**ACTIVITY**:
The response should consist of the records that follow, printed exactly.

**DATA EXTRACT**:
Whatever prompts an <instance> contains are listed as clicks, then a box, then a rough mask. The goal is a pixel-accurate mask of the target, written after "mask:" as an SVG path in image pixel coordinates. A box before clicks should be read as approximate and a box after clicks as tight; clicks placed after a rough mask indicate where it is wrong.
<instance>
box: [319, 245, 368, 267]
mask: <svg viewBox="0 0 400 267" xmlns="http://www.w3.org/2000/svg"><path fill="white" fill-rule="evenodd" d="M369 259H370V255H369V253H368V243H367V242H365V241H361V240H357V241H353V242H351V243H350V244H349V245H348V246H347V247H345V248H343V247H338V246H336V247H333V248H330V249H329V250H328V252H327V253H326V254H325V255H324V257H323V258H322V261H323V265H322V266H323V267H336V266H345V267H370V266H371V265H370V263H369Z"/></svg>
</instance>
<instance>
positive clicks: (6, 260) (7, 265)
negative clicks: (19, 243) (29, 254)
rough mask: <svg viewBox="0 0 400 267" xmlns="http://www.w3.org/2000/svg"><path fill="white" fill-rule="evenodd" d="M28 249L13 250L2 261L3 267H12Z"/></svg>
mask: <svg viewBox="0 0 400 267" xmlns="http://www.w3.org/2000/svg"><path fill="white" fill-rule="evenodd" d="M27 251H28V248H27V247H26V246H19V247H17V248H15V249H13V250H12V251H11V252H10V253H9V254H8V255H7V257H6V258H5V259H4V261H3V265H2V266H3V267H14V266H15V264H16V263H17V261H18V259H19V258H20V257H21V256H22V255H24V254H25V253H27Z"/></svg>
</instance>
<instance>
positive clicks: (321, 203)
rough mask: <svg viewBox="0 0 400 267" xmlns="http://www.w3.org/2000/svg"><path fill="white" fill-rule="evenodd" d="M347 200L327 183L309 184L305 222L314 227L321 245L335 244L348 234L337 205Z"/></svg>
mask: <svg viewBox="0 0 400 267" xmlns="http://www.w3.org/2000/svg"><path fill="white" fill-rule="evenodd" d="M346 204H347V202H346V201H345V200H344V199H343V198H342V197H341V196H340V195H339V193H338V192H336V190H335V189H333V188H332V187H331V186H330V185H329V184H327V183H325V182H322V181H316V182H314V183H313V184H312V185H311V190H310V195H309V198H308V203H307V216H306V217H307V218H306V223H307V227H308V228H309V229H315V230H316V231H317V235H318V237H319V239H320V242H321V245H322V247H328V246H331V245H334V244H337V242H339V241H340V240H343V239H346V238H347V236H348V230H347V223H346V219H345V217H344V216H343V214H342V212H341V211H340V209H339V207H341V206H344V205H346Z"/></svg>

**WRITTEN ANSWER**:
Whatever prompts an <instance> contains are listed as clicks, then a box, then a rough mask. The goal is a pixel-accurate mask of the target, written after "mask:" as an SVG path in image pixel coordinates. A box before clicks should be read as approximate and a box after clicks as tight; clicks placed after a rough mask indicate where it is wrong.
<instance>
box: [319, 245, 368, 267]
mask: <svg viewBox="0 0 400 267" xmlns="http://www.w3.org/2000/svg"><path fill="white" fill-rule="evenodd" d="M369 259H370V255H369V253H368V243H367V242H365V241H361V240H357V241H353V242H351V243H350V244H349V245H348V246H347V247H345V248H343V247H338V246H336V247H333V248H330V249H329V250H328V252H327V253H326V254H325V255H324V257H323V258H322V261H323V265H322V266H323V267H336V266H345V267H370V266H371V265H370V263H369Z"/></svg>
</instance>
<instance>
positive clicks: (6, 260) (7, 265)
negative clicks: (19, 243) (29, 254)
rough mask: <svg viewBox="0 0 400 267" xmlns="http://www.w3.org/2000/svg"><path fill="white" fill-rule="evenodd" d="M28 249L13 250L2 261L3 267H12Z"/></svg>
mask: <svg viewBox="0 0 400 267" xmlns="http://www.w3.org/2000/svg"><path fill="white" fill-rule="evenodd" d="M27 251H28V248H27V247H26V246H19V247H17V248H15V249H13V250H12V251H11V252H10V253H9V254H8V255H7V257H6V258H5V259H4V261H3V265H2V266H3V267H14V266H15V264H16V263H17V261H18V259H19V258H20V257H21V256H22V255H24V254H25V253H27Z"/></svg>
</instance>
<instance>
positive clicks: (321, 203)
rough mask: <svg viewBox="0 0 400 267" xmlns="http://www.w3.org/2000/svg"><path fill="white" fill-rule="evenodd" d="M347 200L327 183L309 184L305 222L314 227L321 245L335 244L348 234L337 205Z"/></svg>
mask: <svg viewBox="0 0 400 267" xmlns="http://www.w3.org/2000/svg"><path fill="white" fill-rule="evenodd" d="M346 204H347V202H346V201H345V200H344V199H343V198H342V197H341V196H340V195H339V193H338V192H336V190H335V189H333V188H332V187H331V186H330V185H329V184H327V183H325V182H322V181H316V182H314V183H313V184H312V185H311V190H310V195H309V198H308V203H307V216H306V217H307V218H306V223H307V227H308V228H309V229H315V230H316V231H317V235H318V237H319V239H320V242H321V245H322V247H328V246H331V245H334V244H337V242H339V241H340V240H343V239H346V238H347V236H348V230H347V223H346V219H345V217H344V216H343V214H342V212H341V211H340V209H339V207H341V206H344V205H346Z"/></svg>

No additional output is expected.